▸ THE REQUEST
Extract every line of the listing below verbatim, and leave the pictures out of your answer.

Dataset rows:
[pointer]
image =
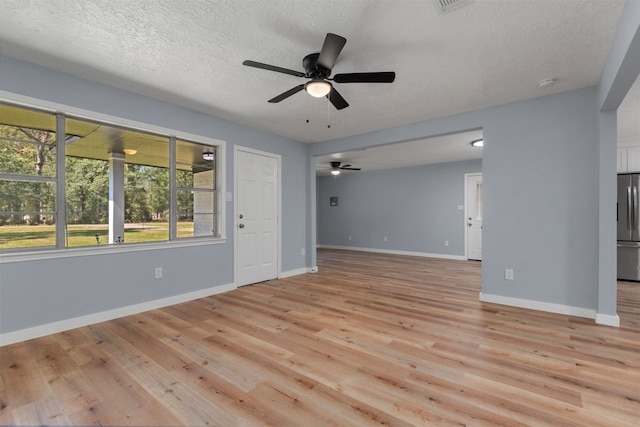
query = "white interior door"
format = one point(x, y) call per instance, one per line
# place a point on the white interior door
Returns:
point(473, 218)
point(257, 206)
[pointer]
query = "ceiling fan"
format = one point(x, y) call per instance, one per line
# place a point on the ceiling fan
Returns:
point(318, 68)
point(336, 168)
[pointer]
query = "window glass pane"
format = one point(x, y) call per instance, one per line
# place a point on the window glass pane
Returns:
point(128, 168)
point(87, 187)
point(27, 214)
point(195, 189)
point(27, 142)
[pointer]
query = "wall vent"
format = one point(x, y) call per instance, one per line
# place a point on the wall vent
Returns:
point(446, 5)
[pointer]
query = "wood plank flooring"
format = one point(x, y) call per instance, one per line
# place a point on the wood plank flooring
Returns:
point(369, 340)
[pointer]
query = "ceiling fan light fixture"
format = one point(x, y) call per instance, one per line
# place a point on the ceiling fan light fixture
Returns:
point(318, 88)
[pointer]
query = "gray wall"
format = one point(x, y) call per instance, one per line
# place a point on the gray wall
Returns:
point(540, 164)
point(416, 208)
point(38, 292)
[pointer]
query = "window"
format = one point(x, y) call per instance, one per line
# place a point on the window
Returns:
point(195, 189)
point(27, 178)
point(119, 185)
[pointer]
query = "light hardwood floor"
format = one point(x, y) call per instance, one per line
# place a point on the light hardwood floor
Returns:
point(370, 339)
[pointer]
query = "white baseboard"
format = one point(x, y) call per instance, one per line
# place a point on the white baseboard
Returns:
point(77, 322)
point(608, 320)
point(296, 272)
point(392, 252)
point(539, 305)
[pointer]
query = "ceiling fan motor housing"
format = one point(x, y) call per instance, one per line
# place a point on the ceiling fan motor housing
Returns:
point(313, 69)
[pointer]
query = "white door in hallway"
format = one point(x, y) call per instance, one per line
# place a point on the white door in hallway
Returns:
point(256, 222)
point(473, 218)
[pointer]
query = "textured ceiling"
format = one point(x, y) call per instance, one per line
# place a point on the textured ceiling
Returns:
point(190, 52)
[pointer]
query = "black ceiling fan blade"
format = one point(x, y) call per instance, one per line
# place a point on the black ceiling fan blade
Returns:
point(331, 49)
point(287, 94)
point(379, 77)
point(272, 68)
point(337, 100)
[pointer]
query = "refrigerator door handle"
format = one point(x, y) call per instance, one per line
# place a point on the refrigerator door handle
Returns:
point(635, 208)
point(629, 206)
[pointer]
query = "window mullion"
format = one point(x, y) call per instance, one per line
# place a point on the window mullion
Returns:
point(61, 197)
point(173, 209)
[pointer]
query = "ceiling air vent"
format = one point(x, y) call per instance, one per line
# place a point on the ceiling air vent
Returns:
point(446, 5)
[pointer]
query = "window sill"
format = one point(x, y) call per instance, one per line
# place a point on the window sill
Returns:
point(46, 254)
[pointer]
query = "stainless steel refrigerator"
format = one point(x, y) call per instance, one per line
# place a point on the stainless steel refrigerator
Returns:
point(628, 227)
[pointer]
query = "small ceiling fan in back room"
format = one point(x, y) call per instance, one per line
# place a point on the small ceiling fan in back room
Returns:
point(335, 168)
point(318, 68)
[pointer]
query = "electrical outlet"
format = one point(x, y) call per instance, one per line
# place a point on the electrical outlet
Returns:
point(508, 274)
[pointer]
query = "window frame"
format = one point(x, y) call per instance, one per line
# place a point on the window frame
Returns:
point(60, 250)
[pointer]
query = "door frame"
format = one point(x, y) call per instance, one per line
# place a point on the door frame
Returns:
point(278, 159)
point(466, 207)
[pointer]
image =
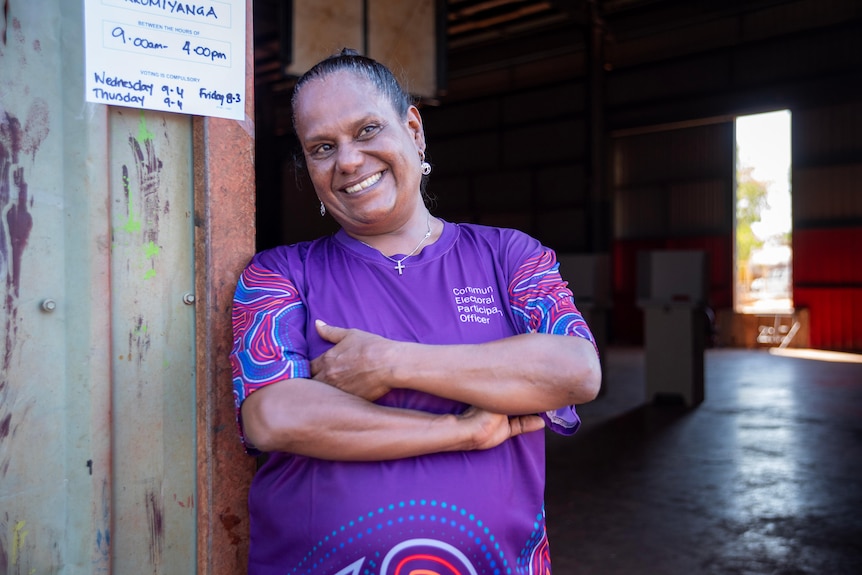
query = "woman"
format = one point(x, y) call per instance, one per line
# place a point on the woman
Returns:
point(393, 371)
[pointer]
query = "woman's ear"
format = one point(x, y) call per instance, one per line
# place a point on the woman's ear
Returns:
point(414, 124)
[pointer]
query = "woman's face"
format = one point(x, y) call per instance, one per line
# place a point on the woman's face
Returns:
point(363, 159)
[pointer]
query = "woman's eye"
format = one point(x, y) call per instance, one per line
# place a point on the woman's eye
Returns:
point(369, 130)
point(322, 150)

▸ FINAL RESULT
[pointer]
image =
query = "white interior door"
format = one point(x, y) call per instance, one per line
# place a point on the white interior door
Returns:
point(473, 218)
point(257, 206)
[pointer]
query = "ceiling fan"
format = one point(x, y) call per instance, one per line
# place a point on the ceiling fan
Returns:
point(318, 68)
point(336, 168)
[pointer]
query = "window glass pane"
format = one point(x, y) call per instance, one per line
# place a point on the window glass pane
Returns:
point(128, 168)
point(87, 187)
point(27, 214)
point(195, 189)
point(27, 142)
[pointer]
query = "wall vent"
format = one point(x, y) call per instance, one per line
# place a point on the wall vent
Returns:
point(446, 5)
[pointer]
query = "wood plank flooring"
format = one point(x, y) call per instance, one per line
# place a point on the wood plank flooring
Returns:
point(369, 340)
[pointer]
query = "ceiling fan light fixture"
format = one point(x, y) call per instance, one per line
# place a point on the ceiling fan light fixture
Returns:
point(318, 88)
[pointer]
query = "gray wall"
format = one point(x, y) call per instance, one per line
# place a point on the gray wall
Returns:
point(540, 164)
point(416, 208)
point(38, 292)
[pointer]
query = "window"
format = one point(x, y) call per instance, one per line
# place a point on the window
Returns:
point(195, 189)
point(27, 178)
point(119, 185)
[pointer]
query = "light hardwood floor"
format = one point(x, y) call per instance, one per line
# place a point on the light hardwood floor
Returns:
point(370, 339)
[pointer]
query = "white baseboard"
format = one point(x, y) call per instance, one per line
# place a point on the white baseboard
Returns:
point(77, 322)
point(608, 320)
point(296, 272)
point(392, 252)
point(539, 305)
[pointer]
query = "ceiling fan motor housing"
format = one point(x, y) call per instance, one per line
# place a point on the ceiling fan motor housing
Returns:
point(313, 69)
[pointer]
query = "white door in hallway"
format = one point(x, y) call per instance, one per line
# place a point on the white door in hallway
Returns:
point(256, 222)
point(473, 218)
[pointer]
query = "textured ceiling"
format = one point(x, y) call per instance, one per line
# place a point on the textured ceiling
Returns:
point(190, 52)
[pointer]
query = "black ceiling fan blade"
format = one point(x, y) call per instance, one per line
# place a point on the black ceiling fan blade
Returns:
point(331, 49)
point(287, 94)
point(379, 77)
point(272, 68)
point(337, 100)
[pointer]
query = "refrigerator door handle"
format = one point(x, y) call per instance, one per line
# place a point on the refrigerator door handle
Returns:
point(635, 208)
point(629, 206)
[pointer]
query = "window mullion"
format = one point(x, y) call per instance, one per line
# place a point on the window mullion
Returns:
point(61, 197)
point(173, 209)
[pointer]
query = "ceiling air vent"
format = one point(x, y) call per instance, one per line
# place a point on the ceiling air vent
Returns:
point(446, 5)
[pointer]
query = "window sill"
format = one point(x, y) call per instance, one per line
# place a point on the window sill
Returns:
point(46, 254)
[pointer]
query = "stainless steel refrigerator"
format = one point(x, y) call per instance, one per line
# place a point on the stainless steel refrigerator
Returns:
point(628, 227)
[pointer]
query = "small ceiling fan in back room"
format = one point(x, y) call per instance, one per line
# place a point on the small ceiling fan in back room
Returns:
point(335, 168)
point(318, 68)
[pointer]
query = "electrical outlet"
format = one point(x, y) call per instance, one per line
# place a point on the electrical outlet
Returns:
point(508, 274)
[pointer]
query = "window frame"
format = one point(x, y) call per instance, one per line
# place a point on the window frame
Returns:
point(60, 250)
[pointer]
query = "door frame"
format = one point(x, y) call per instance, one per line
# place a point on the door frame
Returns:
point(278, 159)
point(466, 207)
[pointer]
image =
query = "woman"
format = one point(x, y) call per instance, one per line
# place a point on the woman
Returns:
point(393, 371)
[pointer]
query = "woman's ear"
format = one point(x, y) call per instance, one per line
# place a point on the woman's ear
Returns:
point(414, 124)
[pointer]
query = "woman's face"
format = one point(x, y) call per instance, one per line
# place a point on the woman's face
Returns:
point(363, 159)
[pointer]
query = "woman's eye"
format = one point(x, y) call per instance, one per line
# place a point on the woman's eye
Returns:
point(369, 130)
point(322, 150)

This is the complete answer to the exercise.